## EXERCISE
Extract every line in the entries below that contains the string "signboard". Matching is case-sensitive.
+===+
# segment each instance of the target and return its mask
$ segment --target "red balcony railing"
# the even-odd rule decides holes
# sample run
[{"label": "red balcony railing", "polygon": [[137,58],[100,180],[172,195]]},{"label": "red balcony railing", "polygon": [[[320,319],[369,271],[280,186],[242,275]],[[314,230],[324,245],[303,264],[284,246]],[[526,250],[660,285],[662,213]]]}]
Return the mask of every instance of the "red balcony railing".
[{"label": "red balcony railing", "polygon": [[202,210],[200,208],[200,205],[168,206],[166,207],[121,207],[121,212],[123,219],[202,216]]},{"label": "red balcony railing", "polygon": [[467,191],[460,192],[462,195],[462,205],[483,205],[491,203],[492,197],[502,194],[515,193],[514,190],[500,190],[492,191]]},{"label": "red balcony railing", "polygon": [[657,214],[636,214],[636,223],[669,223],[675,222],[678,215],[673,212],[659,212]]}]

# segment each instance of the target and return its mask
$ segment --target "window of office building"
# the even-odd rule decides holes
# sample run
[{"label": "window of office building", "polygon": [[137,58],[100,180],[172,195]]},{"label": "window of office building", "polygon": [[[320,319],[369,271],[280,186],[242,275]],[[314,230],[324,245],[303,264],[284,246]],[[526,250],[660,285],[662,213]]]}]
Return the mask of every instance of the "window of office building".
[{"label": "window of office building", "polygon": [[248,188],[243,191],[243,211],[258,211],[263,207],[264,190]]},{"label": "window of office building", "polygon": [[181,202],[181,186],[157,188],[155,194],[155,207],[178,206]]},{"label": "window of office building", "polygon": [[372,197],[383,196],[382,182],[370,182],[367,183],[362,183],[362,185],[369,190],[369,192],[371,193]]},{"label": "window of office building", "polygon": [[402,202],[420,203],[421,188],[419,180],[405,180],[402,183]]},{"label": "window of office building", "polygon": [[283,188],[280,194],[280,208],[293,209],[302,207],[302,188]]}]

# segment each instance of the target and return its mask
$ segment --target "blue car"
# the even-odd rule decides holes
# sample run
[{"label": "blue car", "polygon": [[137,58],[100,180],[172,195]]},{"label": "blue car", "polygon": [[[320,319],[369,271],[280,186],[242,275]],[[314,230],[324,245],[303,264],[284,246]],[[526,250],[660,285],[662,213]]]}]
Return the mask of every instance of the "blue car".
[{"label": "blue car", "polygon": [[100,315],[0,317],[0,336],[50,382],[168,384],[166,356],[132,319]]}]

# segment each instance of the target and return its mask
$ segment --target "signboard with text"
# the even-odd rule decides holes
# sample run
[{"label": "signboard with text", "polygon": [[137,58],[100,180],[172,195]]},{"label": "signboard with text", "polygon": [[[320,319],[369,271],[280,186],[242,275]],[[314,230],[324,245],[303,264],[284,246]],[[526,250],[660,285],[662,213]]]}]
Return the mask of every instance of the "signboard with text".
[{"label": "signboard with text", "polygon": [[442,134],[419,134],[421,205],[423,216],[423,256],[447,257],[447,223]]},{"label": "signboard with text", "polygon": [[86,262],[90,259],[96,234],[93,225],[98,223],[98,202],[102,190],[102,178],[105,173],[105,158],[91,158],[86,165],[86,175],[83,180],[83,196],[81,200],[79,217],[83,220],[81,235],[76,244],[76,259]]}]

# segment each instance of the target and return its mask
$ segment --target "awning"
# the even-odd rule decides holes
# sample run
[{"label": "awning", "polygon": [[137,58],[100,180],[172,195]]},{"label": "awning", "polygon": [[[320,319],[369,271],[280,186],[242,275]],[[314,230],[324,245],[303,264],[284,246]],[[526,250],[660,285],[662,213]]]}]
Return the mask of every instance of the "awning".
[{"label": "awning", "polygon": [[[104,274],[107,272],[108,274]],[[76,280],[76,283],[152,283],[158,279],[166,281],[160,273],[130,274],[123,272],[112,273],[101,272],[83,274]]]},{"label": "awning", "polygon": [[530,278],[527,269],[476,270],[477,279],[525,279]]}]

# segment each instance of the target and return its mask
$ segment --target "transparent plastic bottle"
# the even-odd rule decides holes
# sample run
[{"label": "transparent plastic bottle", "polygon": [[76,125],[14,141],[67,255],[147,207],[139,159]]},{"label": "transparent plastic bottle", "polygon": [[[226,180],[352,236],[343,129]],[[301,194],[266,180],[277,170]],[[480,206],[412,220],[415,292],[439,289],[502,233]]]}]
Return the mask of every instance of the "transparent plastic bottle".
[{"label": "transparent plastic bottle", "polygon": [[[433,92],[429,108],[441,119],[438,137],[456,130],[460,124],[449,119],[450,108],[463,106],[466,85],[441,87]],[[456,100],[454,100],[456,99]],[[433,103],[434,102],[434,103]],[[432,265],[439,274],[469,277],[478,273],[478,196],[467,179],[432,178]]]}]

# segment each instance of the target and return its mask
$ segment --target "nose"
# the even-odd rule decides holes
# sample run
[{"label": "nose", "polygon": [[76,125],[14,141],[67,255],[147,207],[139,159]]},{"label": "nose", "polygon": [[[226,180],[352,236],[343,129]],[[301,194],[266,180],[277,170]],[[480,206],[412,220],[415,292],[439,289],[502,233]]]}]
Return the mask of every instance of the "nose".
+===+
## PROBLEM SOLUTION
$ segment --target "signboard with text"
[{"label": "signboard with text", "polygon": [[137,58],[100,180],[172,195]]},{"label": "signboard with text", "polygon": [[[320,319],[369,271],[280,186],[242,275]],[[314,230],[324,245],[303,264],[284,246]],[[526,250],[660,285],[662,213]]]}]
Return the mask of every instance of the "signboard with text".
[{"label": "signboard with text", "polygon": [[442,134],[419,134],[421,205],[423,216],[423,256],[447,257],[447,223]]},{"label": "signboard with text", "polygon": [[86,262],[90,259],[96,234],[93,225],[98,223],[98,202],[102,190],[102,178],[105,173],[105,158],[91,158],[86,165],[86,175],[83,180],[83,196],[81,200],[79,217],[83,220],[81,235],[76,244],[76,259]]}]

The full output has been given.